» **Information given**

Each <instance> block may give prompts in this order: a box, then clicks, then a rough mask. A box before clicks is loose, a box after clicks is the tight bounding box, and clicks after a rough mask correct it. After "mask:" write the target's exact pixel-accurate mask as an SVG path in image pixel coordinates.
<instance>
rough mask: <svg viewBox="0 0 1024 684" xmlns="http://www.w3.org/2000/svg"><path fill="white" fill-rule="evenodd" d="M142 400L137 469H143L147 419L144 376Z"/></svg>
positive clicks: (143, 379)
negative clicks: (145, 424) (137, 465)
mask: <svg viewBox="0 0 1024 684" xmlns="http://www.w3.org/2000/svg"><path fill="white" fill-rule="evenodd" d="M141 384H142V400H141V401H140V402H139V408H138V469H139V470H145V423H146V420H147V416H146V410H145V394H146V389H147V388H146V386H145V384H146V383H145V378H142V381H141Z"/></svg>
* * *
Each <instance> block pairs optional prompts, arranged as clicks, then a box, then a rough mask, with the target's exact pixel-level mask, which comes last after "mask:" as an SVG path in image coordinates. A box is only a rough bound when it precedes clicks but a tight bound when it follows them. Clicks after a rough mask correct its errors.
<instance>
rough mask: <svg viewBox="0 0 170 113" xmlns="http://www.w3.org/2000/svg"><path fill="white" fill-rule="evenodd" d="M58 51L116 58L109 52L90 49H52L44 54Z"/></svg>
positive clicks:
==
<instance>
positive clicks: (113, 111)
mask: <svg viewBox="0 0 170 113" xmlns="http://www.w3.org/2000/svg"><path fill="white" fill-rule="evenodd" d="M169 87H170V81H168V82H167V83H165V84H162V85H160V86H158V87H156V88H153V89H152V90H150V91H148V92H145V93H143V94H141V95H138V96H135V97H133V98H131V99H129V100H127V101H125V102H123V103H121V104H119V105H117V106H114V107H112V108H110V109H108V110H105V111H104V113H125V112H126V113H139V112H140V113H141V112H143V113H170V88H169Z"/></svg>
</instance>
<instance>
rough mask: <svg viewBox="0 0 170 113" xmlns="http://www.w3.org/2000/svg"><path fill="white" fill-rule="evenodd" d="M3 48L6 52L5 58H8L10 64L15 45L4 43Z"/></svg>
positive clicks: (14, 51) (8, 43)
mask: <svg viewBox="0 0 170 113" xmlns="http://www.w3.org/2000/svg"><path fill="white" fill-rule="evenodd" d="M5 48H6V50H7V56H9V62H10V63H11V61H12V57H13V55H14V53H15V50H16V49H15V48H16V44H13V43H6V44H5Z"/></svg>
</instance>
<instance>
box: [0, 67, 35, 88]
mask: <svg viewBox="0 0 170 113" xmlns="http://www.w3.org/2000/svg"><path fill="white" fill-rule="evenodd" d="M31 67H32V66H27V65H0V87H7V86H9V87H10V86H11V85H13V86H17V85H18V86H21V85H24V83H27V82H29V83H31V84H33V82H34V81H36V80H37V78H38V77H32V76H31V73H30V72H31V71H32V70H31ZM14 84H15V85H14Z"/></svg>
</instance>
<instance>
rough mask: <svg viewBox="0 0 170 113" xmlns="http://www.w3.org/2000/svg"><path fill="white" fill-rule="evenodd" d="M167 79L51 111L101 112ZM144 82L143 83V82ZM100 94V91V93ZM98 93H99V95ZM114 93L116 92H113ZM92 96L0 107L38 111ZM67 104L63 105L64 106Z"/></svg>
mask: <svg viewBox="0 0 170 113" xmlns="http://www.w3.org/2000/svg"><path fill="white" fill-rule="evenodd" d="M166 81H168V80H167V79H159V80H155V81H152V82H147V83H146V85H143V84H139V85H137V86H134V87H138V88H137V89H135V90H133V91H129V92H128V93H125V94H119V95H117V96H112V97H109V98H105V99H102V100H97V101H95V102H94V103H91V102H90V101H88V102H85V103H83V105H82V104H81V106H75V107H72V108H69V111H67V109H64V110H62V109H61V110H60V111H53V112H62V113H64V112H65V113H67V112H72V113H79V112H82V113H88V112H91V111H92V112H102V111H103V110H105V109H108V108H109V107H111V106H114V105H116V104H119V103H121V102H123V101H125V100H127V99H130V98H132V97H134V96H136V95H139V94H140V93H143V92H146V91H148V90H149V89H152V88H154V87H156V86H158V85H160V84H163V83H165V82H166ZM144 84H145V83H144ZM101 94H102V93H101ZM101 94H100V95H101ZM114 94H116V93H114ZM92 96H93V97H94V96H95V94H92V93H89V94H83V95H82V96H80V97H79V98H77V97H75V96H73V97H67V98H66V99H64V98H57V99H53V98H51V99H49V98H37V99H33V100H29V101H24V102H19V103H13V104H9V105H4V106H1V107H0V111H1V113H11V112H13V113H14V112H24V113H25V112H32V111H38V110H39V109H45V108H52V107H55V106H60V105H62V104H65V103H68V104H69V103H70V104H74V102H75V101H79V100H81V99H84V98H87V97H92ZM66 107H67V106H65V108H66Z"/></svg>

» **Exercise**
A single number is required: how many lines in the material above include the string "correct".

» **Output below**
2